┌─ PASSAGE

I called about my escrow check, but when I got home it was in the mail box.
So I thought I was out of the boiler today when I got the check, and deposited it, but I’m not, my dad calls me and says they are going to hold the check for a period of time.
So now I have until Saturday to pay my rent, or I’m fucked.
he says he’ll try to get western union to send the money, but if not he says he’ll overnight me the money, which will get here on Saturday, cutting it very close.
fuckin stress!
I hope it works out.

saturday excerpts

u could say i have too many doors open, and my leg irons wont allow me to get more than my head in each door

im tired of dealing with the now
the only thing i have to look forward to is the future
as soon as my condo is done in escrow, ill be gone
not sure where to though
im not sure if ill keep my workers comp cases either, coz they cant even get me treated properly

destination unknown
probably gona get a place in SD for a couple months with my sis
just to get away from here
then after that i dunt know
im gona invest my money from the condo sale
and sit on it for a lil while
maybe buy some commercial property
start a life somewhere

i worry too, but only because i have no positive goals that are within my immediate reach
im really just trying to keep together much of the time, its easier now without that bastard here

i didnt even smoke all week till last nite, when i was talking with my neighbor henry
we talked for about 5hours or so
just about life
its hard to see how people slow you down
i always seemed to do ok, if i didnt have another person around me, like Brandon or Chris
i had fun
i admit, but its too fun, when u have someone to do nothing with all the time
Brandonhad a reason though for what he did, his reason, “payback”

└─
┌─ LISTING

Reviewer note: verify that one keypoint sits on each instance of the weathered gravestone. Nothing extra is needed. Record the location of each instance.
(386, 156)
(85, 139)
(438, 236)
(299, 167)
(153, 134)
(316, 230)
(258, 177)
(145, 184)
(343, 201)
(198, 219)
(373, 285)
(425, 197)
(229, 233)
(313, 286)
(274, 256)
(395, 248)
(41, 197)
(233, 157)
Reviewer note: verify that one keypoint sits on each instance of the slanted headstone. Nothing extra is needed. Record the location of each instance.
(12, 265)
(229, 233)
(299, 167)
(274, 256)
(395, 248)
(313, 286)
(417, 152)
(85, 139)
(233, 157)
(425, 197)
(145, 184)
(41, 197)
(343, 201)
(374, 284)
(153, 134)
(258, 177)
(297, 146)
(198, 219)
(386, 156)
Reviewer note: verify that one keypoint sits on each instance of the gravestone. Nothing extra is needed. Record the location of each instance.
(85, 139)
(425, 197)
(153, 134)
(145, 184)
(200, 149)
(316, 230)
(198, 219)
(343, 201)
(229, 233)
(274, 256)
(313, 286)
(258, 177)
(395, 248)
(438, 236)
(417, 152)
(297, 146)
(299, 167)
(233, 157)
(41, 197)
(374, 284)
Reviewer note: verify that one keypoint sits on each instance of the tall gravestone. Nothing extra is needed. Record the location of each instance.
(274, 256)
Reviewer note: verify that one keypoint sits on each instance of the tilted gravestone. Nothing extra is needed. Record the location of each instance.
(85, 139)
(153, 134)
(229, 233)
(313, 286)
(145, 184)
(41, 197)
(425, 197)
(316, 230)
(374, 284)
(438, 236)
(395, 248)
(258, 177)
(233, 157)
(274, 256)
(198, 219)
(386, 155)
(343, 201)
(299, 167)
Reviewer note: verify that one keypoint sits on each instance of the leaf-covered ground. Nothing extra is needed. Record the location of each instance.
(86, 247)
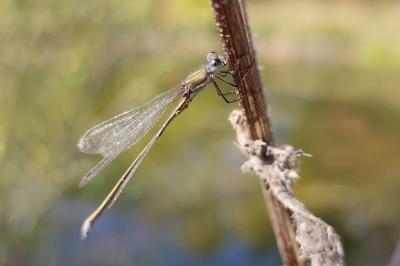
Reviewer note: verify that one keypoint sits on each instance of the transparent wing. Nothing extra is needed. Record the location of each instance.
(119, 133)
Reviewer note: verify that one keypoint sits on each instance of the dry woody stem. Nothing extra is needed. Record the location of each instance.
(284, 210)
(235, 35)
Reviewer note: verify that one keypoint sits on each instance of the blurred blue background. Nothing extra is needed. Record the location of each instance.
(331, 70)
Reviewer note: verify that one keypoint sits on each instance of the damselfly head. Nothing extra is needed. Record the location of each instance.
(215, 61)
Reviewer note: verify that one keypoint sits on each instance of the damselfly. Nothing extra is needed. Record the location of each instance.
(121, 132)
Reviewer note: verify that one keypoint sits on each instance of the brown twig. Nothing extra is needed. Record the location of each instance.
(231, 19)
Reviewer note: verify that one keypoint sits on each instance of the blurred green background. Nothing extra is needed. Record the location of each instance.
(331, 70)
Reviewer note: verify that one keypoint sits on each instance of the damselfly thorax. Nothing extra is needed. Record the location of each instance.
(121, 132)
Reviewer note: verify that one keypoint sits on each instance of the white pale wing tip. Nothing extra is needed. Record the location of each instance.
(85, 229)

└─
┌─ LISTING

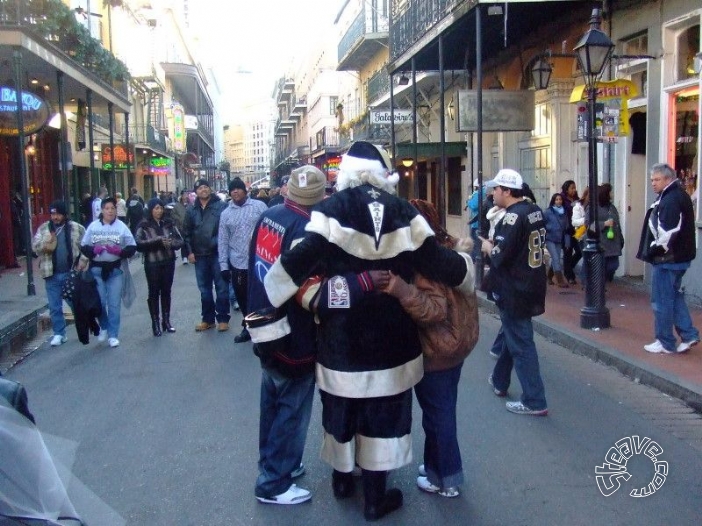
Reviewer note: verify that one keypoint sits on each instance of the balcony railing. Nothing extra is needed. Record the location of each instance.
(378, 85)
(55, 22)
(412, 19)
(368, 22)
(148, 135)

└─

**TASK SET:**
#1 Pull out each line of the entries that contains the string "covered". Count only matches with the same case.
#2 Carry on the diary text about the escrow check and the rent from the point where it stops.

**RESULTS OF THE EXERCISE:**
#1
Reviewer note: verify that one keypoint sits on each instance of the leaf-covered ground. Nothing extra is needed. Record the location of each instance.

#2
and he wouldn’t leave when i told him to
so i shove, and he moves, and then he tries to throw shit in my face
henry and my sis say i should just let him destroy himself, and laugh at him when i am on top
i was about 10min away from fleeing to Vegas for the weekend, to get away from it all, but as i settled down, and couldn’t get a kennel for neg, im back to being here and depressed
forcing myself to do what i know i need to do.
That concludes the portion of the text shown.